#### Exercise brief
Omit every picture and output the rest of the records exactly as they are.

──────── Recorded data

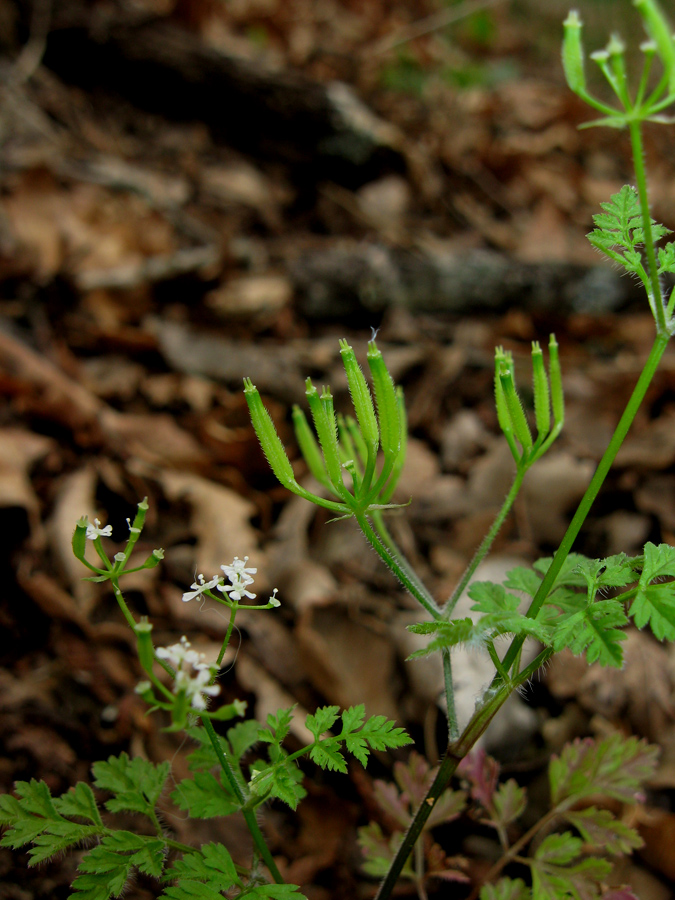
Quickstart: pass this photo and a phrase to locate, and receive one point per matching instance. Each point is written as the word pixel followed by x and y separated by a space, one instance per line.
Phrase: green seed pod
pixel 268 437
pixel 658 29
pixel 502 360
pixel 144 646
pixel 387 403
pixel 352 427
pixel 324 423
pixel 80 537
pixel 516 412
pixel 542 399
pixel 573 54
pixel 360 393
pixel 555 378
pixel 154 559
pixel 309 446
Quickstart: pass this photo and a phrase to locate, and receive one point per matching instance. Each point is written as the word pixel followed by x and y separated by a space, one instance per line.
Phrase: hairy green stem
pixel 635 128
pixel 455 753
pixel 401 570
pixel 486 543
pixel 238 791
pixel 563 551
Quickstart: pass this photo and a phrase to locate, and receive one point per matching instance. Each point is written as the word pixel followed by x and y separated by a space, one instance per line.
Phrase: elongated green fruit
pixel 542 400
pixel 326 432
pixel 658 29
pixel 267 435
pixel 502 359
pixel 361 399
pixel 387 403
pixel 399 462
pixel 555 378
pixel 573 53
pixel 309 446
pixel 516 413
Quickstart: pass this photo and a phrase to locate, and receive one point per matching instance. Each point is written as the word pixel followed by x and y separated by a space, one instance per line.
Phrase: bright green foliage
pixel 619 233
pixel 506 889
pixel 135 783
pixel 615 767
pixel 204 796
pixel 205 874
pixel 557 875
pixel 34 817
pixel 281 777
pixel 654 604
pixel 599 828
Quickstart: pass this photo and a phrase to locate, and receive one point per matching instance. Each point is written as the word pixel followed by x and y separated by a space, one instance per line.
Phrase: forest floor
pixel 194 192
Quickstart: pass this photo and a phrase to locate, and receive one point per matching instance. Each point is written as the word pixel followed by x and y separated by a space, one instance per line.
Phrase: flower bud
pixel 309 446
pixel 361 399
pixel 573 54
pixel 80 537
pixel 326 429
pixel 542 399
pixel 144 645
pixel 267 435
pixel 387 402
pixel 521 429
pixel 555 378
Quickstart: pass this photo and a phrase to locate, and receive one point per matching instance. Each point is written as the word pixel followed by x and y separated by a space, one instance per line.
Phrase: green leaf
pixel 655 603
pixel 79 801
pixel 449 634
pixel 211 869
pixel 592 626
pixel 242 737
pixel 555 876
pixel 277 726
pixel 501 612
pixel 136 783
pixel 506 889
pixel 327 755
pixel 619 230
pixel 275 892
pixel 281 779
pixel 33 818
pixel 615 766
pixel 322 720
pixel 599 828
pixel 203 796
pixel 105 869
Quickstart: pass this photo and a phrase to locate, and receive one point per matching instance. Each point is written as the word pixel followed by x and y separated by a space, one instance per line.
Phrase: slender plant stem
pixel 413 585
pixel 635 128
pixel 454 754
pixel 237 789
pixel 563 551
pixel 486 543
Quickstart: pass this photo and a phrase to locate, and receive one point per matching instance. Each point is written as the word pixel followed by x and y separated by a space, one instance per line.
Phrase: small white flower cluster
pixel 193 674
pixel 95 530
pixel 240 579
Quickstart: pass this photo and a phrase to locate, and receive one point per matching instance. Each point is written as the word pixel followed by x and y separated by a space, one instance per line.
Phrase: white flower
pixel 179 654
pixel 197 686
pixel 95 530
pixel 237 590
pixel 199 586
pixel 238 570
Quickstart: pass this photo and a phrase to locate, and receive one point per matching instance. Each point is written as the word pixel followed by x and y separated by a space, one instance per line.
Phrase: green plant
pixel 572 602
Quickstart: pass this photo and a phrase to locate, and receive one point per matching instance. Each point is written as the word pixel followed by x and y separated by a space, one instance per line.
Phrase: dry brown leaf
pixel 221 521
pixel 347 661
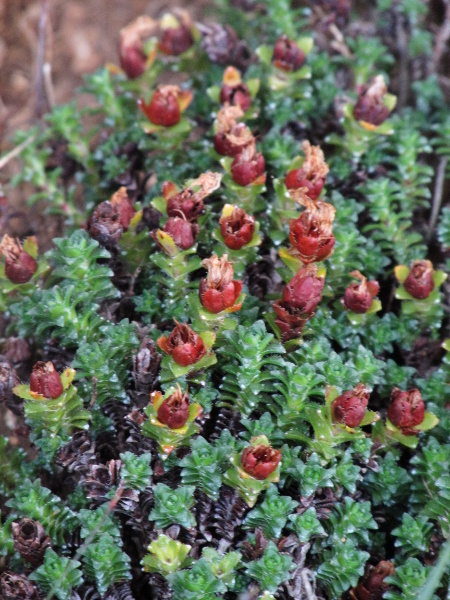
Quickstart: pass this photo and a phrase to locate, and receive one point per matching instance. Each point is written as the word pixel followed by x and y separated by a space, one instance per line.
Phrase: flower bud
pixel 300 299
pixel 176 35
pixel 236 227
pixel 122 204
pixel 231 136
pixel 311 233
pixel 218 291
pixel 44 380
pixel 182 232
pixel 19 265
pixel 104 225
pixel 234 91
pixel 359 297
pixel 406 410
pixel 16 587
pixel 166 105
pixel 372 586
pixel 248 166
pixel 131 53
pixel 312 174
pixel 369 107
pixel 174 411
pixel 419 282
pixel 183 344
pixel 260 461
pixel 350 407
pixel 30 540
pixel 287 55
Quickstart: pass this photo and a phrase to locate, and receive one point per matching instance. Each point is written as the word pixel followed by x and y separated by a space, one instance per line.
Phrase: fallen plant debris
pixel 212 376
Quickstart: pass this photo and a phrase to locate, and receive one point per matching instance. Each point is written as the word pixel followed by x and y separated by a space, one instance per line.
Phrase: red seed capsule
pixel 45 380
pixel 260 461
pixel 19 265
pixel 311 234
pixel 359 297
pixel 237 227
pixel 218 291
pixel 184 345
pixel 350 407
pixel 419 282
pixel 406 410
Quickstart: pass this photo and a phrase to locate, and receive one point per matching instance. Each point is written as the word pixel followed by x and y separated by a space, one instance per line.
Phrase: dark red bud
pixel 296 179
pixel 182 232
pixel 350 407
pixel 304 291
pixel 219 291
pixel 260 461
pixel 163 109
pixel 133 60
pixel 217 300
pixel 406 410
pixel 184 345
pixel 174 411
pixel 419 282
pixel 287 55
pixel 44 380
pixel 16 587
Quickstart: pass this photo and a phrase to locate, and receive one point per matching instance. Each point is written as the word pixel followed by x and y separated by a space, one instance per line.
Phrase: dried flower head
pixel 234 92
pixel 184 345
pixel 359 297
pixel 311 234
pixel 188 203
pixel 122 204
pixel 311 176
pixel 30 540
pixel 218 291
pixel 174 411
pixel 19 265
pixel 370 108
pixel 231 136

────────────────

#### Completed exercise
Quickstart: pass this photo and a phrase to locate, and receive one point per matching instance. Each point is written as the word pixel followed by x and y separated by a space, one instance per line.
Phrase: green seed pod
pixel 268 437
pixel 658 29
pixel 502 360
pixel 144 646
pixel 387 403
pixel 352 427
pixel 324 423
pixel 80 537
pixel 516 412
pixel 542 399
pixel 573 54
pixel 360 393
pixel 555 378
pixel 154 559
pixel 309 446
Quickstart: pass this photo and a phrase to locate, and receive one point per matching instance. Each point is written as the word pixel followed by x and y separated by a space, one instance per line.
Phrase: hairy green stem
pixel 635 128
pixel 455 753
pixel 401 570
pixel 486 543
pixel 238 791
pixel 563 551
Quickstart: pass this photo and a phrase to locate, and receive one point per matching instance. Each point is written as the word pixel followed by x and y separated by a space, one instance per line.
Phrase: elongated green fruit
pixel 542 400
pixel 326 432
pixel 658 29
pixel 267 435
pixel 502 359
pixel 361 399
pixel 387 403
pixel 399 462
pixel 555 378
pixel 573 53
pixel 309 446
pixel 516 413
Quickstart: pass this photo and a phrase to locate, and receive one point per matching instance. Each point is written as the word pixel followed by x and y separated by a space, one instance per line.
Phrase: bright green foliage
pixel 619 233
pixel 506 889
pixel 135 783
pixel 615 767
pixel 204 796
pixel 205 874
pixel 557 875
pixel 34 817
pixel 281 777
pixel 654 604
pixel 599 828
Quickstart: pass this photo and a phrase to locate, and receive one point per matching instance. Each point is written as the word pixel followed by x and y separated by a space, one instance per line.
Phrase: forest floor
pixel 194 192
Quickstart: pass this photo and a phrase to locate, and receive one point per matching instance. Each point is written as the word pixel followed by x and y separated by a space, one instance per line.
Phrase: flower bud
pixel 309 446
pixel 361 399
pixel 573 54
pixel 80 537
pixel 326 429
pixel 542 399
pixel 144 645
pixel 267 435
pixel 387 402
pixel 521 429
pixel 555 378
Quickstart: pass this photo and a phrase to locate, and receive one point per matching instance. Each point is written as the word pixel followed by x and y separated by a space, one instance per line.
Phrase: green leaf
pixel 655 603
pixel 79 801
pixel 449 634
pixel 211 869
pixel 592 626
pixel 242 737
pixel 555 876
pixel 277 726
pixel 501 612
pixel 136 783
pixel 506 889
pixel 327 755
pixel 619 230
pixel 275 892
pixel 281 779
pixel 33 818
pixel 615 766
pixel 322 720
pixel 599 828
pixel 203 796
pixel 105 869
Quickstart: pass this photo and a phrase to locate, and receive one point per matching instance. Each point is written as the word pixel followed by x and y separated by a space, one instance per line.
Phrase: slender plant stem
pixel 413 585
pixel 635 128
pixel 454 754
pixel 237 789
pixel 563 551
pixel 486 543
Quickstart: pass this photo and a phrase to locate, and receive one point per matching instance. Each point is written as the word pixel followed by x and y separated by a space, one instance per line.
Phrase: small white flower cluster
pixel 193 674
pixel 95 530
pixel 240 579
Quickstart: pass this photo and a phrase to locate, and receive one point per matching instance. Each point is written as the word pixel followed by x and y separated by a space, one instance per line.
Phrase: white flower
pixel 179 654
pixel 197 686
pixel 95 530
pixel 237 590
pixel 199 586
pixel 238 570
Quickstart: pass this photo and a phrase to locate, and receive one point per matching instance. Each point is written as the word pixel followed by x and y separated by a space, one instance per line.
Phrase: green plant
pixel 572 602
Quickstart: pass this photo and a phrase to locate, and receive one point per matching instance. Each point is written as the word pixel followed by x and y separated by a space, one instance per line.
Phrase: dry brown leaf
pixel 221 521
pixel 347 661
Quickstart: pass this photo and a phrase to locate, and receive one point per matching instance. Each point is written as the word pixel followed by x and y separated by a space, one instance per line.
Phrase: flower bud
pixel 300 299
pixel 176 35
pixel 236 227
pixel 122 204
pixel 231 136
pixel 311 233
pixel 218 291
pixel 44 380
pixel 182 232
pixel 19 265
pixel 104 225
pixel 234 91
pixel 359 297
pixel 406 410
pixel 16 587
pixel 166 105
pixel 372 586
pixel 248 166
pixel 131 53
pixel 312 174
pixel 369 107
pixel 174 411
pixel 419 282
pixel 183 344
pixel 260 461
pixel 350 407
pixel 30 540
pixel 287 55
Quickstart: pass this photo and a phrase to locate, and receive one point per matching instance. Each point is written as the word pixel followed by x and y separated by a space, one instance per line.
Phrase: fallen plant debris
pixel 212 376
Quickstart: pass this photo and a phrase to locate, and receive one point per matching instance. Each point is written as the word pixel followed by x and y separated by a space, one instance per line.
Phrase: red seed capsule
pixel 45 380
pixel 260 461
pixel 19 265
pixel 311 234
pixel 359 297
pixel 237 227
pixel 218 291
pixel 184 345
pixel 350 407
pixel 419 282
pixel 406 410
Quickstart: pass this photo and a phrase to locate, and receive one point per matching instance. Each point is written as the word pixel followed by x and y separated by a space, one instance per line.
Phrase: dark red bud
pixel 296 179
pixel 182 232
pixel 350 407
pixel 304 291
pixel 219 291
pixel 260 461
pixel 163 109
pixel 133 60
pixel 217 300
pixel 406 410
pixel 184 345
pixel 174 411
pixel 419 282
pixel 287 55
pixel 44 380
pixel 16 587
Quickstart: pass this photo and a phrase to locate, and receive one point per matching instance. Each point is written as the word pixel followed by x and y separated by a space, one instance per line.
Phrase: dried flower head
pixel 234 92
pixel 184 345
pixel 359 297
pixel 311 234
pixel 188 203
pixel 122 204
pixel 311 176
pixel 30 540
pixel 218 291
pixel 174 411
pixel 19 265
pixel 370 108
pixel 231 136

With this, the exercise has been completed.